Skip to content

Metrics System

TeleFuser provides a comprehensive metrics collection system compatible with Prometheus, designed for production monitoring and observability.

Features

  • Prometheus-compatible metrics - Counter, Gauge, Histogram, Summary types
  • Service-level metrics - Tasks, queue, GPU monitoring
  • Stage-level metrics - Automatic tracking for pipeline stages
  • GPU metrics - NVIDIA GPU monitoring via pynvml
  • Thread-safe registry - Concurrent access support
  • Prometheus export - Standard text exposition format
  • Configurable buckets - Customizable histogram buckets

Quick Start

Basic Usage

from telefuser.metrics import (
    get_metrics_registry,
    Counter,
    Gauge,
    Histogram,
)

# Get the global registry
registry = get_metrics_registry()

# Create a counter
requests_total = registry.counter(
    "requests_total",
    "Total number of requests",
)
requests_total.inc()

# Create a gauge
queue_size = registry.gauge(
    "queue_size",
    "Current queue size",
)
queue_size.set(10)

# Create a histogram
latency = registry.histogram(
    "request_latency_seconds",
    "Request latency in seconds",
)
latency.observe(0.5)

**Short task A**
Count how many lines of the records contain the string "handle", treating case as significant, and give only that number.

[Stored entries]
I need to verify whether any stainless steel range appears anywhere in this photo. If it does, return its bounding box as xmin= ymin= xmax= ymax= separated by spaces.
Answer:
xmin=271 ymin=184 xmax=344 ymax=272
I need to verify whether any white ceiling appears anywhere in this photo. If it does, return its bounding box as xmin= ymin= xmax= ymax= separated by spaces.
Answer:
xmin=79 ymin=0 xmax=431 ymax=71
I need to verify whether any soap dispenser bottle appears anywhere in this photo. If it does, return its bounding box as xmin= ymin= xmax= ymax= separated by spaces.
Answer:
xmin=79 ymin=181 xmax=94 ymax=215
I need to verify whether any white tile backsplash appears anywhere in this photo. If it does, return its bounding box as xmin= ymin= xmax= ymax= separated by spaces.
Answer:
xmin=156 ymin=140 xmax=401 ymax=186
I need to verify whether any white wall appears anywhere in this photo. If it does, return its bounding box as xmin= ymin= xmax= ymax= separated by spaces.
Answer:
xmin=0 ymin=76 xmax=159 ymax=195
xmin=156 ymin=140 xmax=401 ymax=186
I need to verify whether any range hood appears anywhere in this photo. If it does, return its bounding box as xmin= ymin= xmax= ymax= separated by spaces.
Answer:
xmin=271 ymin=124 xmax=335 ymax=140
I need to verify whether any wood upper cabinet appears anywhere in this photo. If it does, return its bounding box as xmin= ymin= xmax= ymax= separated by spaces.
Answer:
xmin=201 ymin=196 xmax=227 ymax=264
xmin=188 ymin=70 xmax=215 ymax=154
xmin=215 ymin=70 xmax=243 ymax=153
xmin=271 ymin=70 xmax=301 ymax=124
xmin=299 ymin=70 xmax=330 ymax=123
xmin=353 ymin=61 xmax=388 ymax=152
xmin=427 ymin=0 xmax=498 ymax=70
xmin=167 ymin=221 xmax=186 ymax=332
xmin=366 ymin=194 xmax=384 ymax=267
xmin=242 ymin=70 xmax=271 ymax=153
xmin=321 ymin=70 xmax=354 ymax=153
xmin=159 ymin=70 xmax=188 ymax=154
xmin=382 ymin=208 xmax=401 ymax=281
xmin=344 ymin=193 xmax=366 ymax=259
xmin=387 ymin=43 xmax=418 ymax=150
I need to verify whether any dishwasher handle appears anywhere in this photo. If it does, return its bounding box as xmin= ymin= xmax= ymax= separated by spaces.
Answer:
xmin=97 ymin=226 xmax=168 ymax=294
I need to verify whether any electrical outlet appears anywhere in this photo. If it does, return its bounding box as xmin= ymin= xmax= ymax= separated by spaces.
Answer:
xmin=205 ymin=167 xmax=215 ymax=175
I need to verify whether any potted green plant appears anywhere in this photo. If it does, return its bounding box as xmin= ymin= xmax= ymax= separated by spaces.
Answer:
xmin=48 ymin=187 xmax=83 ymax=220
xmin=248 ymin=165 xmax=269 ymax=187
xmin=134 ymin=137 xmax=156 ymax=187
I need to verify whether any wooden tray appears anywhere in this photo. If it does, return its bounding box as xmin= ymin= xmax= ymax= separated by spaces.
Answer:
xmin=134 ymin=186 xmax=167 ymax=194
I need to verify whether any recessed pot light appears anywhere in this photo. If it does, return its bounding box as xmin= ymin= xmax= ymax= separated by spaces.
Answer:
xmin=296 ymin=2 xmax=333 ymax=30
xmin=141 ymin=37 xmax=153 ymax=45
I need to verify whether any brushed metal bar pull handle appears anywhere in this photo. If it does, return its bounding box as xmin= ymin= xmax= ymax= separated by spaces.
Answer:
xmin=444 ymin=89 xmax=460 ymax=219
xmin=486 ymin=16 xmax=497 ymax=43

**Short task B**
Proceed with the TeleFuser metrics documentation, writing on from the point where it stops.

**Response A**
2

**Response B**
# Export in Prometheus format
print(registry.get_prometheus_format())

Configuration

from telefuser.metrics import MetricsConfig, create_metrics_config

# Use default configuration
config = MetricsConfig()

# Custom configuration
config = create_metrics_config(
    enabled=True,
    enable_stage_metrics=True,
    enable_gpu_metrics=True,
    gpu_metrics_interval=5.0,
    namespace="telefuser",
)

Metric Types

Counter

Monotonically increasing counter for cumulative values:

from telefuser.metrics import get_metrics_registry

registry = get_metrics_registry()
counter = registry.counter("tasks_completed", "Tasks completed")

counter.inc()       # Increment by 1
counter.inc(5)      # Increment by 5
# counter.dec()     # Error! Counters cannot be decremented

print(counter.value)  # Current value

Use cases: - Total requests - Tasks completed - Errors encountered - Bytes processed

Gauge

Point-in-time value that can go up or down:

gauge = registry.gauge("memory_used_bytes", "Memory used in bytes")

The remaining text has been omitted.